All you are really pointing out is that tree rings in particular make lousy proxies, because tree growth rates are highly multivariate and because any process you use to include or exclude specific trees on the basis of IMAGINED confounding processes are open opportunities for undetectable confirmation bias to creep into your assessment. You can only reject trees if you think you know the answer they are supposed to be providing, outside of the usual statistical process of rejecting extreme outliers. But one of the problems with Bayesian reasoning in this context is that one man’s Bayesian prior can all too easily become another man’s confirmation bias that prejudices a particular answer. One has to have a systematic way of reassessing the posterior probabilities based on data.
But data is what this approach can never obtain. We cannot ever know the temperatures in the remote, pre-thermometric past. Hell, we can barely assess them now, with thermometers! One could do a multi-proxy analysis, using things like O18 levels that might be a completely independent proxy with independent confounding errors to improve Bayesian confidence levels, but I’ve always thought “dendroclimatology” is largely nonsense because of my work on random number generator testers (dieharder).

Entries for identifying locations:
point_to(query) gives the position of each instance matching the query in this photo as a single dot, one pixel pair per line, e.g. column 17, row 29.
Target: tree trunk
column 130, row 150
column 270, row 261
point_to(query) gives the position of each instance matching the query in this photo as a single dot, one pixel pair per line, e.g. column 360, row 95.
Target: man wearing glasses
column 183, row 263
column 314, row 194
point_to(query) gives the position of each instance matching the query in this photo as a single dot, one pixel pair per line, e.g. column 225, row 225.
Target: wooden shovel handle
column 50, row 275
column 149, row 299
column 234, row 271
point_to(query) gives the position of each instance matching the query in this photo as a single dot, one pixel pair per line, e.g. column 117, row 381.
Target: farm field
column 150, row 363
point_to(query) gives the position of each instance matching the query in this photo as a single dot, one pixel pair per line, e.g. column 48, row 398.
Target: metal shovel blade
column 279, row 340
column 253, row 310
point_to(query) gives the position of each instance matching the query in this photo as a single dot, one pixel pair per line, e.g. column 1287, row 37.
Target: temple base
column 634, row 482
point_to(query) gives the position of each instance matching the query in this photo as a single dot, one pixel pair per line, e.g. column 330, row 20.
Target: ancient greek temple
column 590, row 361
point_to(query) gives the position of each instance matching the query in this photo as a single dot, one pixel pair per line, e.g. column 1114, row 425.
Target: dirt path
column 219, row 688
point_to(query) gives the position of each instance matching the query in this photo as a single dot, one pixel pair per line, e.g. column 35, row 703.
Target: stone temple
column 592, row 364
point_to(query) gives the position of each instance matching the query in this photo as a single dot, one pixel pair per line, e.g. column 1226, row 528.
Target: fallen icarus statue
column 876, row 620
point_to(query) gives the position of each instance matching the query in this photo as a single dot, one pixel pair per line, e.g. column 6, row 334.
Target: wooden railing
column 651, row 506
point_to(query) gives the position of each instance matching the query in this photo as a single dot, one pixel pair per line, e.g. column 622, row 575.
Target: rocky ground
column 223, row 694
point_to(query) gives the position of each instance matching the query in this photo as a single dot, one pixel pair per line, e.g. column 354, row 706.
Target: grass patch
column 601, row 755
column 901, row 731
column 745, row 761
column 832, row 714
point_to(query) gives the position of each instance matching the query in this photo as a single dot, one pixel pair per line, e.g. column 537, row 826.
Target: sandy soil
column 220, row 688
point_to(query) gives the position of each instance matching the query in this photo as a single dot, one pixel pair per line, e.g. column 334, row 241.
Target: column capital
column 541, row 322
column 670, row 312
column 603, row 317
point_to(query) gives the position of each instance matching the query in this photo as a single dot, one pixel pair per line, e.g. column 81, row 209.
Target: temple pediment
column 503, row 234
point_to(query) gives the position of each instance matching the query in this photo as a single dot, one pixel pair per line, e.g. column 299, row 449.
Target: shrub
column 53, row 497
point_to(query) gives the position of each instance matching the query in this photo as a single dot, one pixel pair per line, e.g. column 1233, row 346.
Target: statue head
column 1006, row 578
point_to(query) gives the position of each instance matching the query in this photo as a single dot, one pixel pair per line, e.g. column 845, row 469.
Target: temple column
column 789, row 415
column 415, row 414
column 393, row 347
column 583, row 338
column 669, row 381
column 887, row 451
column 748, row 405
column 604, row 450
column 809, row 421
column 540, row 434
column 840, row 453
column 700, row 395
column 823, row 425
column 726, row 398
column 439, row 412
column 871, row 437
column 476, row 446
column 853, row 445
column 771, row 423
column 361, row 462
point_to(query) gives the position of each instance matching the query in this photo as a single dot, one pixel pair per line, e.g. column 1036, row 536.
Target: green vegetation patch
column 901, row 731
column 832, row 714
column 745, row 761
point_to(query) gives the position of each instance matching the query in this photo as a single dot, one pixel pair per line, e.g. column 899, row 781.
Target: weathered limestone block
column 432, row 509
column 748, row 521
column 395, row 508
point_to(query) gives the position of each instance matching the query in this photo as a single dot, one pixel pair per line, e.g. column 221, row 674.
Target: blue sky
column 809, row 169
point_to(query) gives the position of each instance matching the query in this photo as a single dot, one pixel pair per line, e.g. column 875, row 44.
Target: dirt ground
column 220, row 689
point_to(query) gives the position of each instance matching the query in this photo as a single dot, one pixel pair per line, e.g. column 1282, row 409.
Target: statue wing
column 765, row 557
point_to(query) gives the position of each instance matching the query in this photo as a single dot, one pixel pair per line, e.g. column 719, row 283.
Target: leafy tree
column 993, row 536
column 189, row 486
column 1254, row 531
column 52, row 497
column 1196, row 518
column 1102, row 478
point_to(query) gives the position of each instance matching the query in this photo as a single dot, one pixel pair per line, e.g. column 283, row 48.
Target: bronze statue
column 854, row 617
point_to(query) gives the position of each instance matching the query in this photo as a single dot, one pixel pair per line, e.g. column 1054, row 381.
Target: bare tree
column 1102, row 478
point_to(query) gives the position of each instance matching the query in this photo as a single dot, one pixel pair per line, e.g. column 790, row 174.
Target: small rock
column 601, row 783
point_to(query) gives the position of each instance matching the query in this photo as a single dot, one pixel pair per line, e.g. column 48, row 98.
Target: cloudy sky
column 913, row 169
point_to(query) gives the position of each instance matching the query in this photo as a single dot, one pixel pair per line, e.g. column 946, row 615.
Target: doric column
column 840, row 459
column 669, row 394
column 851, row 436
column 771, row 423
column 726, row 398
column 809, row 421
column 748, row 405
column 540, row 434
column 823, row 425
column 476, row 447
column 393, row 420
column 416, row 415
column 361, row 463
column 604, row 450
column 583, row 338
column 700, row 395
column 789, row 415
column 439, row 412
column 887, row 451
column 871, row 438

EXERCISES TO COMPLETE:
[1] Please quote the tree-ring passage between "All you are" and "based on data.", inclusive.
[2] Extend the tree-ring passage beyond its final sentence.
The lines aren't needed for anything here.

ANSWERS:
[1]
All you are really pointing out is that tree rings in particular make lousy proxies, because tree growth rates are highly multivariate and because any process you use to include or exclude specific trees on the basis of IMAGINED confounding processes are open opportunities for undetectable confirmation bias to creep into your assessment. You can only reject trees if you think you know the answer they are supposed to be providing, outside of the usual statistical process of rejecting extreme outliers. But one of the problems with Bayesian reasoning in this context is that one man’s Bayesian prior can all too easily become another man’s confirmation bias that prejudices a particular answer. One has to have a systematic way of reassessing the posterior probabilities based on data.

[2]
Here’s an interesting question. Once upon a time, before computer generation of pseudorandom numbers became cheap and reliable in situ, books like the CRC handbook or Abramowitz and Stegun (tables) often included pages of “tested” random numbers for people to use in Monte Carlo computations done basically by hand. Even into the 90’s, one of the premier experts on random number generators and testing (George Marsaglia) distributed tables of a few million “certified” random numbers — sets that passed his diehard battery of random number generator tests — along with the tests themselves on a CD you could buy. What is wrong with this picture?
Random number generators are tested on the basis of a pure (null) hypothesis test. One assumes that the generator is a perfect generator (and that the test is a perfect test!), uses it to generate some systematically improvable/predictable statistic that can be computed precisely some other way, and then compute the probability of getting the answer you got from using the RNG if it were a perfect RNG. In case this is obscure, consider testing a coin, presumed to be 50-50 heads and tails. If we flip the coin 100 times and record the number of heads (say) we know that the distribution of outcomes should be the well-known binomial distribution. We know exactly how (un)likely it is to get (say) 75 heads and 25 tails — it’s a number that really, really wants to be zero. If we have a coin that produces 75 heads and 25 tails, we compute this probability — known as the p-value of the test — and if it is very, very low, we conclude that it is very, very unlikely that a fair coin would produce this outcome, and hence it is very, very unlikely that the coin is, indeed, the unbiased coin we assumed that it was. We falsify the null hypothesis by the data.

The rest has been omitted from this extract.